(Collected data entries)
— Begin —

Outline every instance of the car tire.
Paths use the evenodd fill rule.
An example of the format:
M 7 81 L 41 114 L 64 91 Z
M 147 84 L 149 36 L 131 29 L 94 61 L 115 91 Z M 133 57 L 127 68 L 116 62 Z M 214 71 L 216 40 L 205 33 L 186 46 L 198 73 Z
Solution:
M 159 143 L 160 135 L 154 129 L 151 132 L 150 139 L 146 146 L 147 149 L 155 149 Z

— End —

• [Written problem]:
Locate each line in the rows above that contains the word "tire" and copy those lines.

• [Solution below]:
Outline every instance of the car tire.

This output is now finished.